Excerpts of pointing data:
--

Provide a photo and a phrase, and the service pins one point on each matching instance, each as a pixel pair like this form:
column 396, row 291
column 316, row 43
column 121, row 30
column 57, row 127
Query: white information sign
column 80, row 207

--

SHORT PROBLEM: Reproduce every item above word for word, leaving nothing out and changing nothing.

EXERCISE ANSWER:
Provide a photo and a phrase, and the service pins one point on each matching instance, each as a pixel pair like this form:
column 396, row 291
column 316, row 43
column 121, row 30
column 57, row 127
Query: white information sign
column 80, row 207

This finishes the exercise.